* ABOUT THIS EXERCISE
In the opinion piece below on Bradley Manning's sentencing, what prison term did Manning receive?

*** DOCUMENT EXCERPT ***

The sentencing of Bradley Manning to 35 years in prison came because he leaked government documents, mostly with a low level of classification that probably shouldn’t have been classified in the first place. Some of the leaked documents showed the US government or other governments behaving badly, in ways the American people had a right to know about. . Do we really want our government opposing a rise in the minimum wage in Haiti, or supporting Big Oil against green energy, or supporting unlabelled genetically modified crops or expensive US pharmaceuticals in markets where people are poor? Shouldn’t we know what our government’s policies are?
The sentence given Manning was much harsher than that he would have received in democratic countries. And the government took us another step down the road to authoritarian government by convicting him on espionage charges, confusing leaking with spying for the enemy. If the government could have, it would have convicted him of aiding al-Qaeda (yes), but the judge laughed that one out of court.
Meanwhile, Dick Cheney and his staff, who tried as hard as they could to out Valerie Plame as a CIA field officer working against Iran’s nuclear program, in which they indirectly succeeded, went mostly unpunished. Plame’s dummy company and everyone ever associated with it were burned.
And of course almost none of the US war crimes in Iraq or Afghanistan have ever been punished. Unlike Mylai, Americans mostly never heard of Haditha.
And while Manning is jailed for letting us read the ambassadors’ email, the NSA is allowed to spy on us and to read ours and to lie to the FISA judges about it with impunity.
I of course wish Manning had been more selective in the leaking so that only crimes were revealed. It is also a matter of regret that at some point Wikileaks broke with its media partners and put up the unscrubbed documents, which mention the names of people to whom the US embassies were talking and who provided them with sensitive information. That irresponsible info-dump, however, is on Wikileaks and not on Manning.
Manning was tortured for nearly a year, and that should have been sentence enough. Without him, we might not even know about the Panopticon of total suveillance in which we are living. Manning helped spark a new civil rights movement. He deserves Obama’s Nobel Peace Prize in a way the president does not.

*** End of DOCUMENT EXCERPT ***
*** EXERCISE DATA ***

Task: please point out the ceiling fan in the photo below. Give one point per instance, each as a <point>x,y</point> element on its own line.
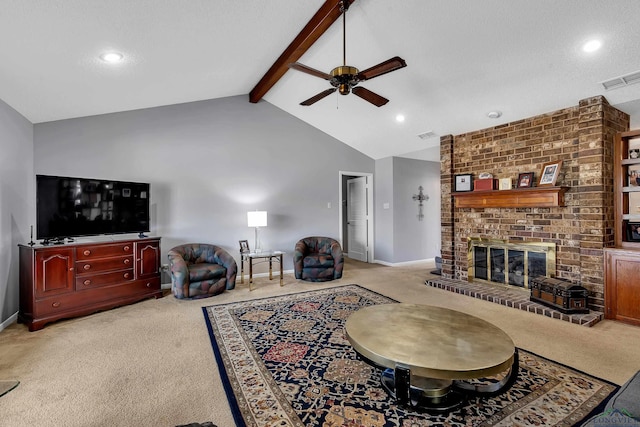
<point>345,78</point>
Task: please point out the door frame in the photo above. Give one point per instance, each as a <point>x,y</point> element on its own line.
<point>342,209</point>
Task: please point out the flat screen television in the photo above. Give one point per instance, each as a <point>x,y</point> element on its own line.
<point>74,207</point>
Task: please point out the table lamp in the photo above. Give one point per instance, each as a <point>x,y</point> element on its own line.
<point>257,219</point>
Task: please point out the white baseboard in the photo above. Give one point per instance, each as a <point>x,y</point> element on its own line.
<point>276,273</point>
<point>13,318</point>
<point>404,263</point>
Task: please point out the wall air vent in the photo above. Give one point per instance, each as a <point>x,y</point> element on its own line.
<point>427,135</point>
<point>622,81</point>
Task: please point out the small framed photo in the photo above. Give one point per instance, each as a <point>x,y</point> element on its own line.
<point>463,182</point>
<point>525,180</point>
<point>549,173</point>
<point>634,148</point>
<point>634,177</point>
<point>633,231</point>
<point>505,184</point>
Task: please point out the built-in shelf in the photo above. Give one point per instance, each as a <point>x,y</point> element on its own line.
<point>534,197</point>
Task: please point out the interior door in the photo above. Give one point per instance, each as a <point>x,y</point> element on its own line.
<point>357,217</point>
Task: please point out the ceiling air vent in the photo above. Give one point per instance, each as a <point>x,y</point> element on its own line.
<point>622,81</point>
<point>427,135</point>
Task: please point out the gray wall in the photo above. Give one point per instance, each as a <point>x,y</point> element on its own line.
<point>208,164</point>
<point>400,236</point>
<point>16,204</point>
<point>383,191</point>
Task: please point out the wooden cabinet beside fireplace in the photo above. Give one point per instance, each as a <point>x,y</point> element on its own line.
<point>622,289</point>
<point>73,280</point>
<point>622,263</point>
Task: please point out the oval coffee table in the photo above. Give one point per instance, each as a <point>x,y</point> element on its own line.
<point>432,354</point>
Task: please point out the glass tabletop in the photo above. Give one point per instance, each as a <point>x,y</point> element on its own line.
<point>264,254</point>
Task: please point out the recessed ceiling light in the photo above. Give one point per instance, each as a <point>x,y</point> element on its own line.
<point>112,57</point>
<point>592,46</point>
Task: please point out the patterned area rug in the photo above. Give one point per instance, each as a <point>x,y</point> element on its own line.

*** End of EXERCISE DATA ***
*** EXERCISE DATA ***

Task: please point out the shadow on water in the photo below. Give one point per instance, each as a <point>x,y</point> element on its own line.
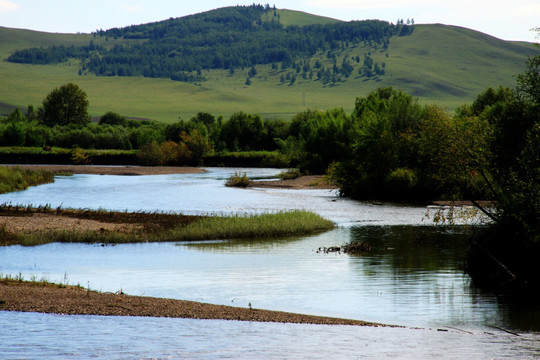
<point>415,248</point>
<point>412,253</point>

*** End of EXERCISE DATA ***
*** EXERCISE DATA ***

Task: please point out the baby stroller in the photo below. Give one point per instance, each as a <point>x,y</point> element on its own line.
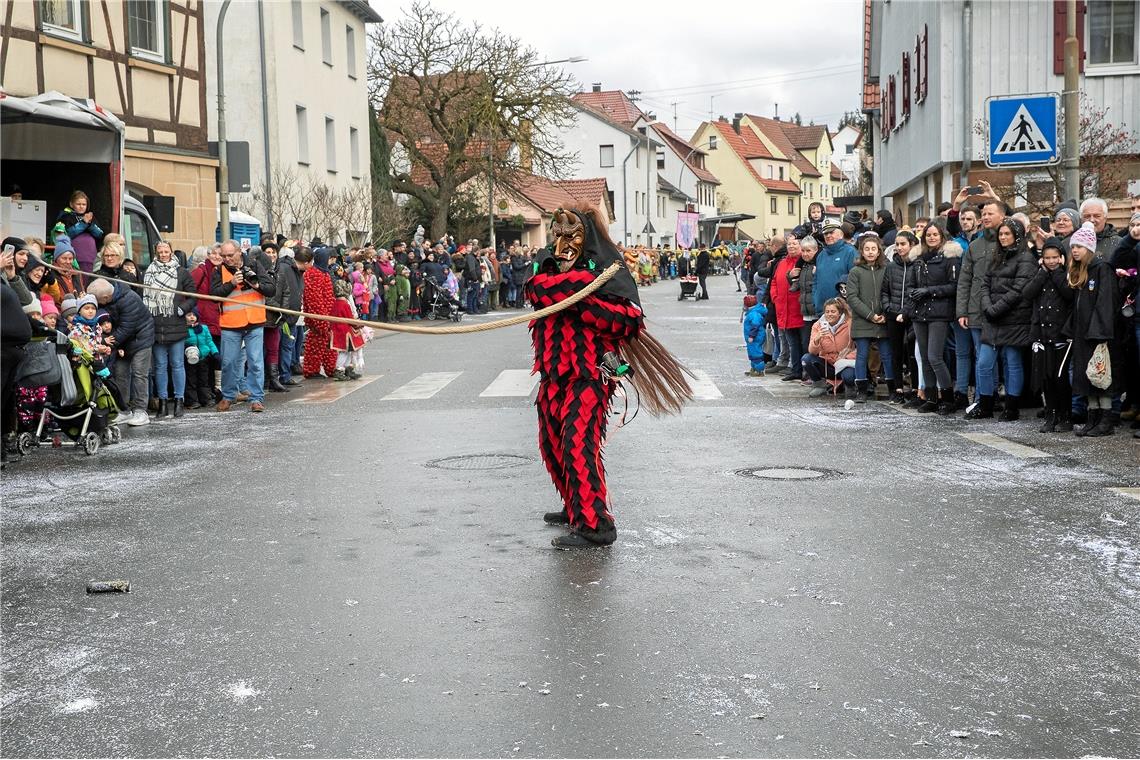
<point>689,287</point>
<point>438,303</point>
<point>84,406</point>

*** End of EXERCISE DATA ***

* SOLUTION TO THE EXERCISE
35 years in prison.